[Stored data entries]

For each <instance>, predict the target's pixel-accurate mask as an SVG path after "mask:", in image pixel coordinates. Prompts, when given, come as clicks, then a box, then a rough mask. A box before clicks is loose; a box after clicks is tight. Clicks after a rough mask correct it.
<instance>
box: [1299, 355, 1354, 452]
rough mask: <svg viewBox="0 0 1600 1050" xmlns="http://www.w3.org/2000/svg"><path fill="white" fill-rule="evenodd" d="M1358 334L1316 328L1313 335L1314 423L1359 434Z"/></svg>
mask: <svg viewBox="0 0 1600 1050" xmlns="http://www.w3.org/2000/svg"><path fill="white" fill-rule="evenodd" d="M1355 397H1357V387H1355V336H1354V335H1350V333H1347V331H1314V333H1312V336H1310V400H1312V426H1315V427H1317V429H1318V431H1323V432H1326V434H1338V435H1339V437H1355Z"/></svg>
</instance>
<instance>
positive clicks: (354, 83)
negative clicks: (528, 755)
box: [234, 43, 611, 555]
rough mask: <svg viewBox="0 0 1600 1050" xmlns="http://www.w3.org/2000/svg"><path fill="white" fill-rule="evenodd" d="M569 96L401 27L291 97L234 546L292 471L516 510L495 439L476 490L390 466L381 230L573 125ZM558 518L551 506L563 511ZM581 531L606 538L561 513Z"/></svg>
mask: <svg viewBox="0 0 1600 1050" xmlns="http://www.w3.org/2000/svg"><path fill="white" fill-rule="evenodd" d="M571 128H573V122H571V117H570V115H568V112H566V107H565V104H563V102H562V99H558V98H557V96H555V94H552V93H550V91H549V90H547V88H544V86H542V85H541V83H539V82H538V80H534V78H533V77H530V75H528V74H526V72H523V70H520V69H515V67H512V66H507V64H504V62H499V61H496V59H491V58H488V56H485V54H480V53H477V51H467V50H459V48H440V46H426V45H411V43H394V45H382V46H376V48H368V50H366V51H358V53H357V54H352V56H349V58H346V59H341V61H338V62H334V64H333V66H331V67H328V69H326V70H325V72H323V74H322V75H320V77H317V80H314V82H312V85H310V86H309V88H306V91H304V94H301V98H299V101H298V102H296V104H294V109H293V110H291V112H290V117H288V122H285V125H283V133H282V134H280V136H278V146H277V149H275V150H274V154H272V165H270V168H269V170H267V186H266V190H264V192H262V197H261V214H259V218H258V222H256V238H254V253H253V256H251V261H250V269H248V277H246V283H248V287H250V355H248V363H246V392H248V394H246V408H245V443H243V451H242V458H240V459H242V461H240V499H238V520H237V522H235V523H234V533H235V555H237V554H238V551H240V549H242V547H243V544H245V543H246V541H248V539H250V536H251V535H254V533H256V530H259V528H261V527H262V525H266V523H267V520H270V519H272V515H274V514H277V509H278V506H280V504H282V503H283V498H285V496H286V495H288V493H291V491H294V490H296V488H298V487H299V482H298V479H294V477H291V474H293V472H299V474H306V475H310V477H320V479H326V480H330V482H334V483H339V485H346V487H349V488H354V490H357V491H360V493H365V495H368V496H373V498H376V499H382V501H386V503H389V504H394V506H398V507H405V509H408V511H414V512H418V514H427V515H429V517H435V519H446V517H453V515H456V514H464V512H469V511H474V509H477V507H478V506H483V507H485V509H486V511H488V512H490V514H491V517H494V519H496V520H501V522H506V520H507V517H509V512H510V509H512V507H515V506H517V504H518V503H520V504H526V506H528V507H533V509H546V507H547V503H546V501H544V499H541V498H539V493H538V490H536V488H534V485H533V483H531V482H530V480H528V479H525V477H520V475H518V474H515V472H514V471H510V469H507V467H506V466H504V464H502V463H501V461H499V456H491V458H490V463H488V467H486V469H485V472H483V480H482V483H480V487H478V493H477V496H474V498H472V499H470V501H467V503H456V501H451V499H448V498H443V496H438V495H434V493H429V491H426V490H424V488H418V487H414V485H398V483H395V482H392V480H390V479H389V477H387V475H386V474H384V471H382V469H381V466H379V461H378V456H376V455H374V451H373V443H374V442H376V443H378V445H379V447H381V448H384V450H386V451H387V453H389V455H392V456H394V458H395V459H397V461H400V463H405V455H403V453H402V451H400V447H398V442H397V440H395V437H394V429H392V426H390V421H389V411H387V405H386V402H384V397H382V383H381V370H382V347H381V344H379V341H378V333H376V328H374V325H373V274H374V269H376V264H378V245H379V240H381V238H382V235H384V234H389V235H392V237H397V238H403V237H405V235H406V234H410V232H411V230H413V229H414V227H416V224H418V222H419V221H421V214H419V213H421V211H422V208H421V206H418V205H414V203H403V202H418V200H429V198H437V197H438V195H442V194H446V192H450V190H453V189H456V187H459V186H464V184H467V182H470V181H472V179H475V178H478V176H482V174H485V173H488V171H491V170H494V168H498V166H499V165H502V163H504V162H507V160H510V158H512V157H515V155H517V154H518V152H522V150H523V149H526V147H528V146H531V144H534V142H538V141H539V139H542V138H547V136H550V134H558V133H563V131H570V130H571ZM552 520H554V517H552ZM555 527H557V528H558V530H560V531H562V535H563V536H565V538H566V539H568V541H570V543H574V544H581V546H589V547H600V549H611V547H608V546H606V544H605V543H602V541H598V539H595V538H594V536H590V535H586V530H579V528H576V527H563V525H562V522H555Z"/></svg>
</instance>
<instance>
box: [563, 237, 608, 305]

- [Task prompt]
Your answer should be the lines above that contain the word "clicks", copied out.

- [Reply]
For each <instance>, predict the target's pixel-accurate mask as an SVG path after "mask:", in image pixel coordinates. Prompts, when given, come as clicks, then a box, then a rough mask. A box before clicks is loose; a box after clicks is tight. Clicks after a rough mask correct it.
positive clicks: (354, 83)
negative clicks: (528, 755)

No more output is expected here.